Task requirements
Quote the part of the text on megafires below, starting with "Recent decades have" and going on through "to natural disasters.".

Fire is an important Earth system process and the primary terrestrial ecosystem disturbance agent on a global scale, and it depends on vegetation characteristics, climate, and human activities. This phenomenon generates feedback by affecting biogeochemical cycles, vegetation composition and structure, land-atmosphere, water and heat exchanges, atmospheric chemistry and composition, as well as human health and property. Thus, wildfires are a key variable in the global Earth system and are an integral part of some biomes, being an essential factor for the functioning of many ecosystems.
The Earth is vast and its ‘pyrogeography’ has varied and changed throughout its geological history. Megafires were once rare, but they are becoming increasingly common. Their occurrence is now frequent, as an isolated event or encompassed in multiple fire episodes, in various regions of the world. This development has contributed to increasing concerns, as they constitute a hard disaster phenomenon with many serious negative effects, often leading to human fatalities.
Megafires in the modern era
China’s 1987 Great Black Dragon Fire perhaps marked the beginning of the megafire phenomenon in the modern era. The wildland fire claimed the lives of over 200 people and burned approximately 1.2 million hectares.
Similar events occurred across the nineteenth and twentieth centuries. The Miramichi Fire (1825), the Peshtigo Fire (1871), the Great Fire in the United States (1910), the Black Friday Bushfire in Australia’s state of Victoria (1939), as well as the Fire in Brazil’s state of Paraná (1963) were particularly notable fires.
Recent decades have been marked by a growing concern about problems related to climate change and its direct and indirect effects on society, some of which are directly or indirectly related to natural risks and the possibility of their manifestation leading to natural disasters.
In 1989 the United Nations established the International Day for Disaster Reduction and the following years, i.e., the 1990s, were declared as the International Decade for Natural Disaster Reduction (IDNDR). The initiatives and activities developed within the framework of the IDNDR culminated in the Geneva Mandate on Disaster Reduction, adopted in 1999, which considered disaster reduction and risk management as essential elements to be included in government policies to ensure sustainable development and investment.
Despite such efforts to mitigate natural disasters, more than two decades later, in 2022, the United Nations Office for Disaster Risk Reduction (UNDRR) presented the Global Assessment Report (GAR2022), entitled “Our World at Risk: Transforming Governance for a Resilient Future”, in which it is predicted that by 2030 an average of 560 disasters will occur each year, which represents 1.5 disasters every day .

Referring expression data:

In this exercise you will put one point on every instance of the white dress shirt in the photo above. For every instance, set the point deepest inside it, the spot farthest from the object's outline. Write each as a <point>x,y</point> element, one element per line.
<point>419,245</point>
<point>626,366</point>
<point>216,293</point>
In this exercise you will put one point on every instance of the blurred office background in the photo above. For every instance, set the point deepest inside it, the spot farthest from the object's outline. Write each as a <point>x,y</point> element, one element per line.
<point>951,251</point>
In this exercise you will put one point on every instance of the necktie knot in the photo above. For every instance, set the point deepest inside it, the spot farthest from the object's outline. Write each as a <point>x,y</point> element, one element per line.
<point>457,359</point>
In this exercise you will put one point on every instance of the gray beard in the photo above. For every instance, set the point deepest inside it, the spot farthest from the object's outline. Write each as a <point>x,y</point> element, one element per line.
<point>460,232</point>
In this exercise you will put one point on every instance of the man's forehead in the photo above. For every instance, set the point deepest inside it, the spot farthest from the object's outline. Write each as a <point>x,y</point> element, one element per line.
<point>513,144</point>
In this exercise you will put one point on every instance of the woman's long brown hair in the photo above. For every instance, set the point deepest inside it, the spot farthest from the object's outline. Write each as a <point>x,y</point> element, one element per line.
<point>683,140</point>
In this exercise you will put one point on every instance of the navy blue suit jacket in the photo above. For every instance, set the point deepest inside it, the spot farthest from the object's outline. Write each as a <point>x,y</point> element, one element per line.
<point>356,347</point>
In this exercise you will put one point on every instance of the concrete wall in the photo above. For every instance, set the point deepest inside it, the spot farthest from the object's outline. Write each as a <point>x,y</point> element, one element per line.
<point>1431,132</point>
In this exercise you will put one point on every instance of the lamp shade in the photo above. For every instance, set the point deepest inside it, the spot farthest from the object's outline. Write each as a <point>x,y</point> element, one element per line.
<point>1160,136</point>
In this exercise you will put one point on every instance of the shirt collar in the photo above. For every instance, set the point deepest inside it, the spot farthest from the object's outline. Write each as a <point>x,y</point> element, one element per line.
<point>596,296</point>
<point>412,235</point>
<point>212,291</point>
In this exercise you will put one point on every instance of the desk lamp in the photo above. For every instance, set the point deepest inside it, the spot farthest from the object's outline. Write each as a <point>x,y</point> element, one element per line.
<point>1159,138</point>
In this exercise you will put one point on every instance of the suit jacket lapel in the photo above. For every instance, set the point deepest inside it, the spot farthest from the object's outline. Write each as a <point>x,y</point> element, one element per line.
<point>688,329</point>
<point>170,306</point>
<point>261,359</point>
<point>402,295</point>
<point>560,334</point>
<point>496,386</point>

Response to this exercise
Recent decades have been marked by a growing concern about problems related to climate change and its direct and indirect effects on society, some of which are directly or indirectly related to natural risks and the possibility of their manifestation leading to natural disasters.